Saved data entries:
────────

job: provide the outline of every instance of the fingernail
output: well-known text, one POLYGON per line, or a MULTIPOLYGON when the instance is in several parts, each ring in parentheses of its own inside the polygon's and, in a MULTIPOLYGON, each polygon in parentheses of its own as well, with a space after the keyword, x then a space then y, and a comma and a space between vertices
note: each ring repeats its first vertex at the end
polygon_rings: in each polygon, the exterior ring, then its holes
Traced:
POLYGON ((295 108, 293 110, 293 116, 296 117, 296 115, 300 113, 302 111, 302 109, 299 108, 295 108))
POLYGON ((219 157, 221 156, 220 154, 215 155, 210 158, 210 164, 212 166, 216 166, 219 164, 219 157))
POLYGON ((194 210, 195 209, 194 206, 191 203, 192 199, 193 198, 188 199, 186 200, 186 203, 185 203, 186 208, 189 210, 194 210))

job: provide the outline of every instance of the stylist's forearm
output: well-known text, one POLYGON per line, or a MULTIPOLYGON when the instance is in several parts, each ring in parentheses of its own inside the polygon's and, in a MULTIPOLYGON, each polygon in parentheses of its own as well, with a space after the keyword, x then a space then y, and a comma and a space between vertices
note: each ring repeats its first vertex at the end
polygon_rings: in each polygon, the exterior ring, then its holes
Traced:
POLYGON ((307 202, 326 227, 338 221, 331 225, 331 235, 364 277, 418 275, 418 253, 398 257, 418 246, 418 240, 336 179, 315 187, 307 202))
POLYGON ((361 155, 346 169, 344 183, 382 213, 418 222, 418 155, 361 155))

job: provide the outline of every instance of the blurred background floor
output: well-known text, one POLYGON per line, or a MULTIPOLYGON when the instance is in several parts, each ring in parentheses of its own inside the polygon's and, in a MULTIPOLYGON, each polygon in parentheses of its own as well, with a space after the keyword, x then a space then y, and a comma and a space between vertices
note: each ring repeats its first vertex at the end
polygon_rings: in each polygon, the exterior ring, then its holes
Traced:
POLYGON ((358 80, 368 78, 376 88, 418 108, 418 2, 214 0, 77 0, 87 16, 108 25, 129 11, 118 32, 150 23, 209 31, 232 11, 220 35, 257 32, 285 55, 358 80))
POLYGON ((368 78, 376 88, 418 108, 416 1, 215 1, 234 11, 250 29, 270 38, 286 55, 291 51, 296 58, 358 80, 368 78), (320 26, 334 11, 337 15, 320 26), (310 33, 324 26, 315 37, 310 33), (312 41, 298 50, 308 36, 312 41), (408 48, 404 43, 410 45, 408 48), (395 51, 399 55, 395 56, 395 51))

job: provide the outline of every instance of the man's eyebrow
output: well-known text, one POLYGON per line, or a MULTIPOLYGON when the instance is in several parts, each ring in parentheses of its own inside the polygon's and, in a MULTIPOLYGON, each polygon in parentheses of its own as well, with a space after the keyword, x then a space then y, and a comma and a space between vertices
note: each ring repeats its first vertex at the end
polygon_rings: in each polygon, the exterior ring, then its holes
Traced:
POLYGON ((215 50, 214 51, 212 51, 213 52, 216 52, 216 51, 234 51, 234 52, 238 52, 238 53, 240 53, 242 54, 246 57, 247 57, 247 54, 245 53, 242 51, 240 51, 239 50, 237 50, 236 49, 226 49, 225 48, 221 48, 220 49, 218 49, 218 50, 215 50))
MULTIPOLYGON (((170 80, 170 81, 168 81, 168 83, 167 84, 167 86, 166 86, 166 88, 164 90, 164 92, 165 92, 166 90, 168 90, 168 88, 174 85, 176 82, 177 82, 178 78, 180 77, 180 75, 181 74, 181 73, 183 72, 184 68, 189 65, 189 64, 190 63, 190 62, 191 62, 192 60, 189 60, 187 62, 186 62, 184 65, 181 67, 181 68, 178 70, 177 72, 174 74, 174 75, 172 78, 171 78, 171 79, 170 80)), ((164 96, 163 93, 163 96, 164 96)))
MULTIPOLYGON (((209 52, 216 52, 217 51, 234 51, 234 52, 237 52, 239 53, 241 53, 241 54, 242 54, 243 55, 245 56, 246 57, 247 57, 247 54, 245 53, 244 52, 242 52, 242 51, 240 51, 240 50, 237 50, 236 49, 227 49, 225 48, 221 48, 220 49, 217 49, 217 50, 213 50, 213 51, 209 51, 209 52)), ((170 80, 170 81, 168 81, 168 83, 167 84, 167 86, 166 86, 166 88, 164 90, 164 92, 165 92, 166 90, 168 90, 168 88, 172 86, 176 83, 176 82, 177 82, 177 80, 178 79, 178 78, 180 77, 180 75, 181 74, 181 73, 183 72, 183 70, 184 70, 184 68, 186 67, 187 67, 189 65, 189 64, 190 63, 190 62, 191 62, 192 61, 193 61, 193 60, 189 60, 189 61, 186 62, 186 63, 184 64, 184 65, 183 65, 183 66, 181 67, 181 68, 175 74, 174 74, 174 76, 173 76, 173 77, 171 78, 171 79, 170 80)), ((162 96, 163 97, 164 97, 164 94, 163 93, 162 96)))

────────

**Challenge**
Render these lines as a Markdown table with the columns "Row" and "Line", one numbered row per line, skipping the blank ones.

**Solution**
| Row | Line |
|---|---|
| 1 | job: provide the outline of every instance of the fingernail |
| 2 | output: well-known text, one POLYGON per line, or a MULTIPOLYGON when the instance is in several parts, each ring in parentheses of its own inside the polygon's and, in a MULTIPOLYGON, each polygon in parentheses of its own as well, with a space after the keyword, x then a space then y, and a comma and a space between vertices |
| 3 | note: each ring repeats its first vertex at the end |
| 4 | polygon_rings: in each polygon, the exterior ring, then its holes |
| 5 | Traced: |
| 6 | POLYGON ((295 108, 293 110, 293 116, 296 117, 296 115, 300 113, 302 111, 302 109, 299 108, 295 108)) |
| 7 | POLYGON ((219 157, 221 156, 220 154, 215 155, 210 158, 210 164, 212 166, 216 166, 219 164, 219 157)) |
| 8 | POLYGON ((194 210, 195 209, 194 206, 191 203, 192 199, 193 198, 188 199, 186 200, 186 203, 185 203, 186 208, 189 210, 194 210)) |
| 9 | job: provide the outline of every instance of the stylist's forearm |
| 10 | output: well-known text, one POLYGON per line, or a MULTIPOLYGON when the instance is in several parts, each ring in parentheses of its own inside the polygon's and, in a MULTIPOLYGON, each polygon in parentheses of its own as well, with a space after the keyword, x then a space then y, and a comma and a space between vertices |
| 11 | note: each ring repeats its first vertex at the end |
| 12 | polygon_rings: in each polygon, the exterior ring, then its holes |
| 13 | Traced: |
| 14 | POLYGON ((307 202, 326 227, 338 221, 331 225, 331 235, 364 277, 418 275, 418 253, 398 257, 418 246, 418 240, 336 179, 315 187, 307 202)) |
| 15 | POLYGON ((361 155, 346 169, 344 183, 382 213, 418 222, 418 155, 361 155)) |
| 16 | job: provide the outline of every instance of the blurred background floor |
| 17 | output: well-known text, one POLYGON per line, or a MULTIPOLYGON when the instance is in several parts, each ring in parentheses of its own inside the polygon's and, in a MULTIPOLYGON, each polygon in parentheses of its own as well, with a space after the keyword, x then a space then y, and a comma and a space between vertices |
| 18 | note: each ring repeats its first vertex at the end |
| 19 | polygon_rings: in each polygon, the exterior ring, then its holes |
| 20 | Traced: |
| 21 | POLYGON ((358 80, 368 78, 376 88, 418 108, 418 2, 214 0, 77 0, 87 16, 108 25, 129 11, 118 32, 150 23, 209 31, 232 11, 220 35, 257 32, 285 55, 358 80)) |
| 22 | POLYGON ((368 78, 376 88, 418 108, 416 1, 215 1, 234 11, 250 29, 270 38, 286 55, 291 51, 296 58, 358 80, 368 78), (320 26, 334 11, 337 15, 320 26), (310 33, 324 26, 315 37, 310 33), (312 41, 298 50, 308 36, 312 41), (408 48, 404 43, 410 45, 408 48), (395 51, 399 55, 395 56, 395 51)) |
| 23 | job: provide the outline of every instance of the man's eyebrow |
| 24 | output: well-known text, one POLYGON per line, or a MULTIPOLYGON when the instance is in several parts, each ring in parentheses of its own inside the polygon's and, in a MULTIPOLYGON, each polygon in parentheses of its own as well, with a space after the keyword, x then a space then y, and a comma and a space between vertices |
| 25 | note: each ring repeats its first vertex at the end |
| 26 | polygon_rings: in each polygon, the exterior ring, then its holes |
| 27 | Traced: |
| 28 | POLYGON ((215 50, 214 51, 212 51, 213 52, 216 52, 216 51, 234 51, 234 52, 238 52, 238 53, 240 53, 242 54, 246 57, 247 57, 247 54, 245 53, 242 51, 240 51, 239 50, 237 50, 236 49, 226 49, 225 48, 221 48, 220 49, 218 49, 218 50, 215 50)) |
| 29 | MULTIPOLYGON (((170 80, 170 81, 168 81, 168 83, 167 84, 167 86, 166 86, 166 88, 164 90, 164 92, 165 92, 166 90, 168 90, 168 88, 174 85, 176 82, 177 82, 178 78, 180 77, 180 75, 181 74, 181 73, 183 72, 184 68, 189 65, 189 64, 190 63, 190 62, 191 62, 192 60, 189 60, 187 62, 186 62, 184 65, 181 67, 181 68, 178 70, 177 72, 174 74, 174 75, 172 78, 171 78, 171 79, 170 80)), ((164 96, 163 93, 163 96, 164 96))) |
| 30 | MULTIPOLYGON (((209 52, 216 52, 217 51, 234 51, 234 52, 237 52, 239 53, 241 53, 241 54, 242 54, 243 55, 245 56, 246 57, 247 57, 247 54, 245 53, 244 52, 242 52, 242 51, 240 51, 240 50, 237 50, 236 49, 227 49, 225 48, 221 48, 220 49, 217 49, 217 50, 213 50, 213 51, 209 51, 209 52)), ((170 80, 170 81, 168 81, 168 83, 167 84, 167 86, 166 86, 166 88, 164 90, 164 92, 165 92, 166 90, 168 90, 168 88, 172 86, 176 83, 176 82, 177 82, 177 80, 178 79, 178 78, 180 77, 180 75, 181 74, 181 73, 183 72, 183 70, 184 70, 184 68, 186 67, 187 67, 189 65, 189 64, 190 63, 190 62, 191 62, 192 61, 193 61, 193 60, 189 60, 189 61, 186 62, 186 63, 184 64, 184 65, 183 65, 183 66, 181 67, 181 68, 175 74, 174 74, 174 76, 173 76, 173 77, 171 78, 171 79, 170 80)), ((162 96, 163 97, 164 97, 164 94, 163 93, 162 96))) |